Enfin, le dernier chapitre du travail est consacré au Signal de Bougy, une vaste propriété sur les hauteurs d’Aubonne dans le canton de Vaud que la Migros a transformé en centre de loisir :

Signal de Bougy : parc créé à la campagne ; il faut l’envisager comme un service social, un effort d’animation de ces surfaces vertes. Rapport de gestion de Migros, 1971, cité dans La grande chaîne, p. 82)

Pour les autrices.teurs de La grande chaîne, le Signal de Bougy est, au contraire, un lieu qui :

permet la consommation de la nature, du lieu et une modification de cette nature pour retrouver l’image qu’on veut en donner. Cette nature transformée par la création de parcs, de terrains de jeux, etc. immédiatement accessible, nettoyée de tout ce qui en empêche l’accès devient alors directement consommable. (La grande chaîne, p. 82)

Si un maillon s’use, les mécaniciens, c’est pas nous

Les pages de couverture de ce travail sont illustrées par un extrait de la bande dessinée de Gébé L’an 01 qui paraît depuis 1971 en feuilleton dans Politique hebdo (voir illustrations). Cette référence place nettement le travail sous le signe d’une critique du progrès technique dont la déqualification du travail, le management et l’extension de la sphère marchande sont des corollaires.

C’est ce que soulignent les autrices.teurs dans leur conclusion :

Nous avons vu que l’organisation de la production repose, entre autre, sur une division des travailleurs en catégories, que l’automatisation au service de la rentabilité et du profit amène une déqualification, un travail parcellisé, une soumission à la machine. (La grande chaîne, p. 84, souligné par nous.)

Et les futurs animatrices et animateurs ne veulent pas jouer les mécaniciens de cette grande chaîne :

Tous les moments de la vie quotidienne tendent à être contrôlés : c’est une longue chaîne qui commence à l’usine, passe par les routes, les magasins, les maisons et ne s’arrête plus... Quand apparaissent des déviances, les institutions les recueillent, les réparent et les réintègrent à la chaîne. (La grande chaîne, p. 84.)

On voit s’ébaucher une critique du progrès technique considéré comme une attaque contre le travail.

> [Contenu des données]:
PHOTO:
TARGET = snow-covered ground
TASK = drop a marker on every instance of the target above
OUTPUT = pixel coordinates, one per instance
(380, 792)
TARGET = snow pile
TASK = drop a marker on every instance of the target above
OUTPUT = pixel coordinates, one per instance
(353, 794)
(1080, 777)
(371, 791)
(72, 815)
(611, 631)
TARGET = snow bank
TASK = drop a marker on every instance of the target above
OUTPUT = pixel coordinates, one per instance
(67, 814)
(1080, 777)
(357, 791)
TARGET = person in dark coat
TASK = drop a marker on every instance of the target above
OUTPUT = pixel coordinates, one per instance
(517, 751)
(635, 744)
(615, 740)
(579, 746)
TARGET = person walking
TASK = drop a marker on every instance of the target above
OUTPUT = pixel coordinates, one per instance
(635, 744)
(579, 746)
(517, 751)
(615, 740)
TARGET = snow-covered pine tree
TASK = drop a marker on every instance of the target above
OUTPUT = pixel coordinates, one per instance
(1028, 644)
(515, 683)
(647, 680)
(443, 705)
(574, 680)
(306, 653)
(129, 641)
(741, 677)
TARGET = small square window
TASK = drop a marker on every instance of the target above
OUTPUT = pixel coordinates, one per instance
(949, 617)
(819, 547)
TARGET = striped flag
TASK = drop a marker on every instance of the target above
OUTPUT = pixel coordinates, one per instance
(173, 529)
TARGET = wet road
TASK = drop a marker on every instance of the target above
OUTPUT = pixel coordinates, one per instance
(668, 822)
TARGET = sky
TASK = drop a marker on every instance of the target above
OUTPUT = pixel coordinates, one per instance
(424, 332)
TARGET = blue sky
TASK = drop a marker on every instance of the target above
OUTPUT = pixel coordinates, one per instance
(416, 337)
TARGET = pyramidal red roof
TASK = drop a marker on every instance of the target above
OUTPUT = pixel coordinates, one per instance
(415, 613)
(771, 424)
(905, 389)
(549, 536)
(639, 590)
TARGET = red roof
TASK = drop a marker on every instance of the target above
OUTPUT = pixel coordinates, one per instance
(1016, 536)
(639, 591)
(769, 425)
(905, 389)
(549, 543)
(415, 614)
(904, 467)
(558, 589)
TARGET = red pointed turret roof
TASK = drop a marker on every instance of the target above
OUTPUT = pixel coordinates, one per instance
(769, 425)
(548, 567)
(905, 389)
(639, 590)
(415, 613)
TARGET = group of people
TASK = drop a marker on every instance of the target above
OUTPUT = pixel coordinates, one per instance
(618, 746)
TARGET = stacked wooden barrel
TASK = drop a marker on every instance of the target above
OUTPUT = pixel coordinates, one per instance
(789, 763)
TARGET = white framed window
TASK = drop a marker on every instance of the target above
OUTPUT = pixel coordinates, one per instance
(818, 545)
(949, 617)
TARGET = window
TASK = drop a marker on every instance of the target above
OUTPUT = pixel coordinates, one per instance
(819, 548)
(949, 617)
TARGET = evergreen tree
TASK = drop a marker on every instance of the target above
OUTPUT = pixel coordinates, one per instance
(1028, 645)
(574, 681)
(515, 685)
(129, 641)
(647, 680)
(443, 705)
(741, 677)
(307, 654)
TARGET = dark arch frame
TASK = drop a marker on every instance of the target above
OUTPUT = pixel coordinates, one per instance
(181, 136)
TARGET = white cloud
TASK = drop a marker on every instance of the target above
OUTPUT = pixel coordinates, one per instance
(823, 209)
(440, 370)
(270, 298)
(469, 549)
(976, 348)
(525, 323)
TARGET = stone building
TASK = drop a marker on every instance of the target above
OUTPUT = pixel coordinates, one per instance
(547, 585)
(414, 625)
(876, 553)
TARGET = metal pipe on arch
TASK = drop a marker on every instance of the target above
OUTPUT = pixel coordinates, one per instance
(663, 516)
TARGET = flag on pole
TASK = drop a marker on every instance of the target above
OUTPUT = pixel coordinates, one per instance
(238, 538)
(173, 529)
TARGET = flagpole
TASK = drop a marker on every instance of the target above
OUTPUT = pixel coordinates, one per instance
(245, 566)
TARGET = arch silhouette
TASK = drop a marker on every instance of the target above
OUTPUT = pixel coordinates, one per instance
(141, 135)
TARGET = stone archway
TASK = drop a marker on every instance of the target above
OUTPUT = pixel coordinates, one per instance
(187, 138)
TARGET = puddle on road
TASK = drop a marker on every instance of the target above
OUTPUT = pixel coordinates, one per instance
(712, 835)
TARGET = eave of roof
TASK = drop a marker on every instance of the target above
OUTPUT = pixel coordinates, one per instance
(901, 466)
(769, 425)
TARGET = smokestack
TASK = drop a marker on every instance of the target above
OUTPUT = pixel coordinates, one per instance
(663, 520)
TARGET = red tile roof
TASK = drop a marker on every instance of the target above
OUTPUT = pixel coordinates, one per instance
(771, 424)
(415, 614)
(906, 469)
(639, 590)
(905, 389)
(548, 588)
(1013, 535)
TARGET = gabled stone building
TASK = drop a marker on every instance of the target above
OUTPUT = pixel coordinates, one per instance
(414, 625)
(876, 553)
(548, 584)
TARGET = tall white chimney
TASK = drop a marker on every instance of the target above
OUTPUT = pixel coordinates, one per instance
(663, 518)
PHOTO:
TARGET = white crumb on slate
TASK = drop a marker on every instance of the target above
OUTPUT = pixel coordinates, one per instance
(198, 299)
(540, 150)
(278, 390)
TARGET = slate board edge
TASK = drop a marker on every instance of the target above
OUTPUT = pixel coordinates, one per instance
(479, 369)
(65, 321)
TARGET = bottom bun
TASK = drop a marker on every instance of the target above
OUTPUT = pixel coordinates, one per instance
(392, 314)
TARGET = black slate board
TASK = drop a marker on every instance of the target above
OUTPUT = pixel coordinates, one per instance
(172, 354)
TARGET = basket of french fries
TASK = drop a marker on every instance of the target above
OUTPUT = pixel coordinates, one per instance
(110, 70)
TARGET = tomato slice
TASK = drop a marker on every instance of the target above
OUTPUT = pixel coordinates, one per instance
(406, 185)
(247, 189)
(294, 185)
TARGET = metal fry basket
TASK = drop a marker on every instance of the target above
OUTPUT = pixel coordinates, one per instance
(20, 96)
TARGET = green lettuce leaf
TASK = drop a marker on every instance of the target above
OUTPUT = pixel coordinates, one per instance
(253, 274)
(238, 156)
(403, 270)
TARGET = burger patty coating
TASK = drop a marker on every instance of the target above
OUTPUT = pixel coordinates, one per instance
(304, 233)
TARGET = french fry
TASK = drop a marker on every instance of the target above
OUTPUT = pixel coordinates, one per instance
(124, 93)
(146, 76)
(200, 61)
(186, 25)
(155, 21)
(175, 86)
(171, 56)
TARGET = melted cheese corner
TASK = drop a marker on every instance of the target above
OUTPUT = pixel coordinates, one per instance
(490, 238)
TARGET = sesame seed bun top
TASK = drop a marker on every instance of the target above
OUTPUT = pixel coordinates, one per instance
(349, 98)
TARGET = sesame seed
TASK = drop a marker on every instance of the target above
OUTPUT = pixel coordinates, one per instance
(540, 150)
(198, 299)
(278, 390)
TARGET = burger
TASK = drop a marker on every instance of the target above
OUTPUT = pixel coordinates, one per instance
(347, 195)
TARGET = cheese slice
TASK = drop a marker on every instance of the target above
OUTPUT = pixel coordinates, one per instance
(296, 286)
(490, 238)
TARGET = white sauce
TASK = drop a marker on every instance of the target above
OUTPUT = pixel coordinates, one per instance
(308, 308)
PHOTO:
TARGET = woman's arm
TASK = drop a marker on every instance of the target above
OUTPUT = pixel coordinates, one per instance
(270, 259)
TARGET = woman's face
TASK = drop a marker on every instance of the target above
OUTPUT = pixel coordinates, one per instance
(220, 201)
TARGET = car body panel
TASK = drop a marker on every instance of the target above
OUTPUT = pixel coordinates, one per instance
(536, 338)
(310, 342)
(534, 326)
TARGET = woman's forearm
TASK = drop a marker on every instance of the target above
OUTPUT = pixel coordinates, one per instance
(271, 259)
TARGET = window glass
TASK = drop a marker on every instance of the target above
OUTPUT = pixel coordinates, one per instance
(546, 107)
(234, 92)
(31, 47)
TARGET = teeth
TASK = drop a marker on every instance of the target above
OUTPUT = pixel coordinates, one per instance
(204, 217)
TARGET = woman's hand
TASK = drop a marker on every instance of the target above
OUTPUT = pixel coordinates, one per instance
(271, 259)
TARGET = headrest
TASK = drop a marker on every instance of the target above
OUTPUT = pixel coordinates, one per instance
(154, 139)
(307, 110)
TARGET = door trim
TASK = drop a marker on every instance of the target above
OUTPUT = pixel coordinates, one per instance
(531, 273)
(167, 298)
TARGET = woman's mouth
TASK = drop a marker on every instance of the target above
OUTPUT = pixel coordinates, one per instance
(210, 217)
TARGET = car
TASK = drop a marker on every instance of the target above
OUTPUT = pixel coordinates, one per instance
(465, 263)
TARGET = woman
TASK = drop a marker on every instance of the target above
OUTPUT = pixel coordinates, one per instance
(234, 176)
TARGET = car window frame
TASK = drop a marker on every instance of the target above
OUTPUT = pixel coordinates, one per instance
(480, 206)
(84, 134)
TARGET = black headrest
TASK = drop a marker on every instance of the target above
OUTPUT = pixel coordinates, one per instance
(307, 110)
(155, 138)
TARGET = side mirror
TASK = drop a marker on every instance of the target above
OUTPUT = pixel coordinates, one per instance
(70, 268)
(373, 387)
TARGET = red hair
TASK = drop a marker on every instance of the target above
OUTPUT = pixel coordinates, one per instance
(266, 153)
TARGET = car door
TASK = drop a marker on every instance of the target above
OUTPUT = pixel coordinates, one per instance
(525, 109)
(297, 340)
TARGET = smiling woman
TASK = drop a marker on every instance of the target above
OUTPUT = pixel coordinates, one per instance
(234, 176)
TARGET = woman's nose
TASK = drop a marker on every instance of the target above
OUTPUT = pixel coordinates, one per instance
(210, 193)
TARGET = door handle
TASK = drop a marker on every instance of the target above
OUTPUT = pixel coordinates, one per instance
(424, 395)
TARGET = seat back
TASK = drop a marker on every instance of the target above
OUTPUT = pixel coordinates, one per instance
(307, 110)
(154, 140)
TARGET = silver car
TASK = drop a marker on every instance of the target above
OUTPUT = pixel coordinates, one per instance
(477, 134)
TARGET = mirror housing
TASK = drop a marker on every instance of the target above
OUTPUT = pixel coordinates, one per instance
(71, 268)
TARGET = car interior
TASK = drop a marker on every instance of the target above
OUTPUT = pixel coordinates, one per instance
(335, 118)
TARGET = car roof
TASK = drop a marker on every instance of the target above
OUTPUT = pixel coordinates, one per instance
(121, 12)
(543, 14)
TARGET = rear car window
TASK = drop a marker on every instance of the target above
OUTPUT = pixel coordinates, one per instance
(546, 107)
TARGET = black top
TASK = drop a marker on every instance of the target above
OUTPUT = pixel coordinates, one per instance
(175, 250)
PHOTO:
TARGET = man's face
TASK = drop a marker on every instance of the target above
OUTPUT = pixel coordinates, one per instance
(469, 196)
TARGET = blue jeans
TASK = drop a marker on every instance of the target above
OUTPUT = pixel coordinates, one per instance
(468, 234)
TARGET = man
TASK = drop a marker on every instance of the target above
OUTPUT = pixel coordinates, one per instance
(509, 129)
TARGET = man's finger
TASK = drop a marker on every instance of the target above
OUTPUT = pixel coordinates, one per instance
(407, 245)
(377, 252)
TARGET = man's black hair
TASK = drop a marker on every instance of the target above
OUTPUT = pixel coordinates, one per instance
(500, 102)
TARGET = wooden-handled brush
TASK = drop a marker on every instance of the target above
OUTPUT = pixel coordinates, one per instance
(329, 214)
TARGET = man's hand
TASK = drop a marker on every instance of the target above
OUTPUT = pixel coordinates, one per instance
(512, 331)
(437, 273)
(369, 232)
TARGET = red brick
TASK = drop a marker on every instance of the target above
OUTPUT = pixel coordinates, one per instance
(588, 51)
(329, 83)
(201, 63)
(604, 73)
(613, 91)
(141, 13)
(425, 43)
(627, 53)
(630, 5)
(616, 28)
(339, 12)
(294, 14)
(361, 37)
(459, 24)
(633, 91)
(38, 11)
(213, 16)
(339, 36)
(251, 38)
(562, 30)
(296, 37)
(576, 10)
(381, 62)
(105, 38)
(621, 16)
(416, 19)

> [Explorer le contenu]:
1. Dans le texte sur La grande chaîne, dans quel périodique paraît en feuilleton la bande dessinée L'an 01 de Gébé ?
2. Reprenez le texte sur La grande chaîne à la suite de sa dernière phrase.

> [Réponses aux tâches]:
1. Dans Politique hebdo, depuis 1971.

2.
Le sous-titre du travail résume fort bien la volonté de ces futurs travailleuses.eurs sociaux de ne pas remplir cette fonction-là : « Si un maillon s’use, les mécaniciens, c’est pas nous. »

Autour de ce refus d’une fonction sociale à laquelle ces étudiant.e.s se sentent assignés, on voit s’ébaucher une critique du progrès technique considéré comme une attaque contre le travail. Là où, en 1969, le Mouvement populaire des familles plaçait quelque espoir d’émancipation par le progrès et le productivisme, les jeunes animatrices et animateurs ne voient plus qu’une dégradation du sens du travail et une aliénation élargie à l’ensemble de la vie.

P.S.

Depuis sa fondation en 2007, l’association Archives contestataires collecte, décrit et valorise des archives issues de nombreux mouvements sociaux de la deuxième moitié du XXe siècle : contre-culture, anti-militarisme, droits des patients, lutte contre le nucléaire, luttes sociales, contre-information, anti-impérialisme, luttes étudiantes, etc.

Les archives collectées auprès de militant·es, ou de groupes encore existants, sont stockées dans des conditions adaptées à une longue conservation. Elles font l’objet de descriptions accessibles en ligne par le biais d’inventaires et d’un catalogue de bibliothèque.

L’association anime des rencontres autour de ses archives, participe au commissariat d’expositions, édite des ouvrages et organise des journées d’études.

La consultation des archives est ouverte à toutes et à tous, sur rendez-vous (voir les modalités sur site archivescontestataires.ch).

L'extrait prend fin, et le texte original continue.